**Work instructions:**
[1] Set down the part of the Gone Girl review below word for word, starting with "But it is Tyler" and going on through "of hot air.".
[2] For each statement, say yes or no to whether the Gone Girl review below supports it, and quote the review's deciding words. (a) Rosamund Pike was cast over Skype while doing a film in Scotland. (b) Neil Patrick Harris plays the lawyer Tanner Bolt. (c) Rosamund Pike's frozen look comes from surgery.

**Source passage:**

Shades of Presumed Innocent hover over this best seller as does a portrait of mental illness.
Neil Patrick Harris is miscast as a love interest. He is supposed to be in love or in lust with Amy Dunne, but instead of sparks flying in the bedroom, they fizzle on the wall to wall. Rosamund Pike is the girl who has gone or is gone. Her face is perfection. It has a frozen, almost chiseled, look much like sculptured faces with too much surgery, but she has had none. Her looks possess a coldness that is essential for Amy Dunne. Ms. Pike ironically or not so ironically was cast while doing a film in Scotland over Skype. She communicated with director Fincher over cell. Problem was the only cell tower in her area of Scotland was on the top of a hill. Her casting was dependent on cold weather and rare, impersonal technology which director Fincher used to his advantage to cast a cold heartless Amy Dunne.
But it is Tyler Perry who plays lawyer, Tanner Bolt, hired by Nick Dunne who holds this film together. Mr. Perry has a smooth wit and sense of truth that make his scenes flow with humor.
I was disappointed with the conclusion of Gone Girl which makes it appear that writer, Gillian Flynn, ran out of ideas. I ran out of the theater in disbelief of the praise heaped on this humdinger of hot air.

**Input data:**
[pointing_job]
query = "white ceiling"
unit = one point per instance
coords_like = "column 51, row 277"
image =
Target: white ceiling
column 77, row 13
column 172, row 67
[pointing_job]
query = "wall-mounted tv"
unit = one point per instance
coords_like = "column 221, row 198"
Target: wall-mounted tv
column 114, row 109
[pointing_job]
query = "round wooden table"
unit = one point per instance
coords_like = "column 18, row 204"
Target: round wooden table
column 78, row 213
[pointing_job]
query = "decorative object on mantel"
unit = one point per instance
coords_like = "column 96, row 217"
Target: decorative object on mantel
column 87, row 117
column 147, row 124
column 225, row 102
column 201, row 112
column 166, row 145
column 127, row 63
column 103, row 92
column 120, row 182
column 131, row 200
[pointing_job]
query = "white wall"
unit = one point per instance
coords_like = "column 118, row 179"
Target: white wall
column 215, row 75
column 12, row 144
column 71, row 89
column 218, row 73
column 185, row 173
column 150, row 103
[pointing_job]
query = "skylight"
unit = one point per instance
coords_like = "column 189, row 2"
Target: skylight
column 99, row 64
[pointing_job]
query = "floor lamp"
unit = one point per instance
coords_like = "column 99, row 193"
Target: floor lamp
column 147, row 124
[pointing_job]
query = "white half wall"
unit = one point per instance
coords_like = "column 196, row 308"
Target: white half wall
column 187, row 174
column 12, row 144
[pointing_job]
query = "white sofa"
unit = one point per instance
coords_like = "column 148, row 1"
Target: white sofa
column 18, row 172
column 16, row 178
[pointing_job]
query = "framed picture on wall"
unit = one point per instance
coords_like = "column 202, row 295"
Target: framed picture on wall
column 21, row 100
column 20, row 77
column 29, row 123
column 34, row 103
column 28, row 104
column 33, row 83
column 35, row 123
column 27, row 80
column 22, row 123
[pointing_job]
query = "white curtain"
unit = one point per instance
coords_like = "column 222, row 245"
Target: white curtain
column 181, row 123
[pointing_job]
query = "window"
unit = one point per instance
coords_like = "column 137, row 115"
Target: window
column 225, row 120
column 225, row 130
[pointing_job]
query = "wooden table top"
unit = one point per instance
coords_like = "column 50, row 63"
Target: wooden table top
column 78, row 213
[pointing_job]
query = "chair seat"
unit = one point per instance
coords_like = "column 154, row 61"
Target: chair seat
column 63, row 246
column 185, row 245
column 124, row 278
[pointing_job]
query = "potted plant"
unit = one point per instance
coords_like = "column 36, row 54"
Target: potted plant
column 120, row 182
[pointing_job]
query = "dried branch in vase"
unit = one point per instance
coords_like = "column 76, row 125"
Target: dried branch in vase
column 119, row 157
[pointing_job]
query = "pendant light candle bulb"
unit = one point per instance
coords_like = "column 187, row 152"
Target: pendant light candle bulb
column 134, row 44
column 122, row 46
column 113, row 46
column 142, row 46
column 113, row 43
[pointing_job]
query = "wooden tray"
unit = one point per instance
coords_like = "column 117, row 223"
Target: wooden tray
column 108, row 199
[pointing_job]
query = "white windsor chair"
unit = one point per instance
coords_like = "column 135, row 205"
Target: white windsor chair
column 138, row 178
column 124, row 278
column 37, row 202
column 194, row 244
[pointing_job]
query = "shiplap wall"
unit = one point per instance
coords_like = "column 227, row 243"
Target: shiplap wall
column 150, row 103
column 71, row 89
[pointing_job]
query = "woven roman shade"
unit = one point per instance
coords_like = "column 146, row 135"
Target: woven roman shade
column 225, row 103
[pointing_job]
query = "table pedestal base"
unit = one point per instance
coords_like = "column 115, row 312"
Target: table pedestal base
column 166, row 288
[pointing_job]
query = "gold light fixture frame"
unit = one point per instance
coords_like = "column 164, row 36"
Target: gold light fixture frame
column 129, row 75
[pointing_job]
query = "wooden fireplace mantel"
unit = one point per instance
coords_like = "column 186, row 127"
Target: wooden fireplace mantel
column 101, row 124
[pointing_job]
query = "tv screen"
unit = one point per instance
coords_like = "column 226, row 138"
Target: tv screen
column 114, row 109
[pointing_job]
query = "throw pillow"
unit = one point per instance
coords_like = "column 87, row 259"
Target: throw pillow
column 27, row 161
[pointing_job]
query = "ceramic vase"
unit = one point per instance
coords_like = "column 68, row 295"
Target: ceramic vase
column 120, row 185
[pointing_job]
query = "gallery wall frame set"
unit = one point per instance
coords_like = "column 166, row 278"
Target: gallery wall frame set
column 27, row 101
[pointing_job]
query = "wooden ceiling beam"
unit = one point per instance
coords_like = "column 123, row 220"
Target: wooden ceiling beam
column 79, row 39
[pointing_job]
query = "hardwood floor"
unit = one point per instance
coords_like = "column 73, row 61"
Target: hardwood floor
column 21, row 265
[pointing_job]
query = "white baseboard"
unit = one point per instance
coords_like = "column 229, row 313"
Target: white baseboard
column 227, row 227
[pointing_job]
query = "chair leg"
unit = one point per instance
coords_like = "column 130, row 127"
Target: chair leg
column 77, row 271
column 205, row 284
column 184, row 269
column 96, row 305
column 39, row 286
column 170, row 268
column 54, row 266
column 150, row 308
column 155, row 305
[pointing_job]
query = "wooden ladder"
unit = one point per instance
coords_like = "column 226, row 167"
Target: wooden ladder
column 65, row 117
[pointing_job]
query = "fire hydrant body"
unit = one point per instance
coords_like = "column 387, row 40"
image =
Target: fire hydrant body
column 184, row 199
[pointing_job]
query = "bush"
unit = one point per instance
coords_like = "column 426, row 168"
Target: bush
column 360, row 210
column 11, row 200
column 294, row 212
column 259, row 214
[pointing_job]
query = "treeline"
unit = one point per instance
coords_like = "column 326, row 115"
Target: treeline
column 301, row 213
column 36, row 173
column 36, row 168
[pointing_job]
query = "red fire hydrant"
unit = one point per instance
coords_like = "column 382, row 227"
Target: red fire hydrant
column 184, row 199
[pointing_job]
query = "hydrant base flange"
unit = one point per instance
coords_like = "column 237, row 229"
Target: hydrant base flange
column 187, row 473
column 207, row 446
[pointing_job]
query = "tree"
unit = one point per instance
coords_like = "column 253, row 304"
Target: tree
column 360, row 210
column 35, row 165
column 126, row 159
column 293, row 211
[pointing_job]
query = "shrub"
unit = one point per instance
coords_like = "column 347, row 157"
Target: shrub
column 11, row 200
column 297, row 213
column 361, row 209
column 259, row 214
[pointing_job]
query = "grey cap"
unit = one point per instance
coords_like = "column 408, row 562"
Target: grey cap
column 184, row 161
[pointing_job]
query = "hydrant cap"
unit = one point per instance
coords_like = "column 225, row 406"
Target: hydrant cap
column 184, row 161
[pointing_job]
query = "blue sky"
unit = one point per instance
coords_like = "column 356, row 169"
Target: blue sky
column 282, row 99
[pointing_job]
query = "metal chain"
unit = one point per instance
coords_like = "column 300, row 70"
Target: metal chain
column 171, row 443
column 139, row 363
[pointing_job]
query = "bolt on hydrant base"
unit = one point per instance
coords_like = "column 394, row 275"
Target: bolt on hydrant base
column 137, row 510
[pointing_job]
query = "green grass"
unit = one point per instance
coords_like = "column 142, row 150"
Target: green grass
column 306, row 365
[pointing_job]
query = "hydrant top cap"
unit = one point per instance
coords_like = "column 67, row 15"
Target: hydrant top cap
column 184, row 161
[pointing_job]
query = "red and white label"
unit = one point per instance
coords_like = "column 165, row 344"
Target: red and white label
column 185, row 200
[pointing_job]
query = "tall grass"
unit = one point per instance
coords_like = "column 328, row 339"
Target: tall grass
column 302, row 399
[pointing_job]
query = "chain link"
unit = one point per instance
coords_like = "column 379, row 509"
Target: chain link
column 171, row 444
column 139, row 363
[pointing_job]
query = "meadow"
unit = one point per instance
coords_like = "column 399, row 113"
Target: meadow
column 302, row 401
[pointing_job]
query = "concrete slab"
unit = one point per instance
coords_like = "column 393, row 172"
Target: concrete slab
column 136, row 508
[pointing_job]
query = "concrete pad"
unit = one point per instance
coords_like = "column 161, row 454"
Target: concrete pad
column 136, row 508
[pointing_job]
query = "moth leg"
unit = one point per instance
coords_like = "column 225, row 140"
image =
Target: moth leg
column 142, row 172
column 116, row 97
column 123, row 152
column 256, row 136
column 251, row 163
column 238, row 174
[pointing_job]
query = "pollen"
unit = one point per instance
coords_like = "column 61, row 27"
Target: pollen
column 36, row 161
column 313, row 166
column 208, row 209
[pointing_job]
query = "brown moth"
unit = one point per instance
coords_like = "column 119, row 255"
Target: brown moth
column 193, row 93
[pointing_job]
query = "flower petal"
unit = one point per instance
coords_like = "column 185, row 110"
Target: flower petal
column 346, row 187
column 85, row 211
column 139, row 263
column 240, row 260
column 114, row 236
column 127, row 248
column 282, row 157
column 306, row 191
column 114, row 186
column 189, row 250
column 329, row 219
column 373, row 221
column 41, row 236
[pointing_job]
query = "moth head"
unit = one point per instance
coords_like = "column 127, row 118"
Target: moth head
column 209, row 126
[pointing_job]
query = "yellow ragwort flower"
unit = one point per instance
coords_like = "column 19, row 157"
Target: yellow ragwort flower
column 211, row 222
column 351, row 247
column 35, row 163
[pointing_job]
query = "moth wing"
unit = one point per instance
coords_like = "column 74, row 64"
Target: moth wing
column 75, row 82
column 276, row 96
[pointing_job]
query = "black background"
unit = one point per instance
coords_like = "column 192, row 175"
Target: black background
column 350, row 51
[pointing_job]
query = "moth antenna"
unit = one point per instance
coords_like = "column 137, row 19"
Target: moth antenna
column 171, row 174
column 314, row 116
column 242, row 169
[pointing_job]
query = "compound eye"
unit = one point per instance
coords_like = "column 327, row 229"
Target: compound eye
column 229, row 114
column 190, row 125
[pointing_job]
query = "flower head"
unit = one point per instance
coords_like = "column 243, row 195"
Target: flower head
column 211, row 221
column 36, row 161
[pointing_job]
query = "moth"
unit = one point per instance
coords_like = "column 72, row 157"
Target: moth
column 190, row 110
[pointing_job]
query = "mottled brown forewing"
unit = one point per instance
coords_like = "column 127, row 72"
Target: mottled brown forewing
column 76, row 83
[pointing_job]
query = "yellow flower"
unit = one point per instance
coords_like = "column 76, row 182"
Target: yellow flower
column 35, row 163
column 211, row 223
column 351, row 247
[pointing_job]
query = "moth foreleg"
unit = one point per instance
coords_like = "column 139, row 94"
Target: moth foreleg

**Answers to the problems:**
[1]
But it is Tyler Perry who plays lawyer, Tanner Bolt, hired by Nick Dunne who holds this film together. Mr. Perry has a smooth wit and sense of truth that make his scenes flow with humor.
I was disappointed with the conclusion of Gone Girl which makes it appear that writer, Gillian Flynn, ran out of ideas. I ran out of the theater in disbelief of the praise heaped on this humdinger of hot air.

[2]
(a) Yes: "Ms. Pike ironically or not so ironically was cast while doing a film in Scotland over Skype."
(b) No: "But it is Tyler Perry who plays lawyer, Tanner Bolt"
(c) No: "It has a frozen, almost chiseled, look much like sculptured faces with too much surgery, but she has had none."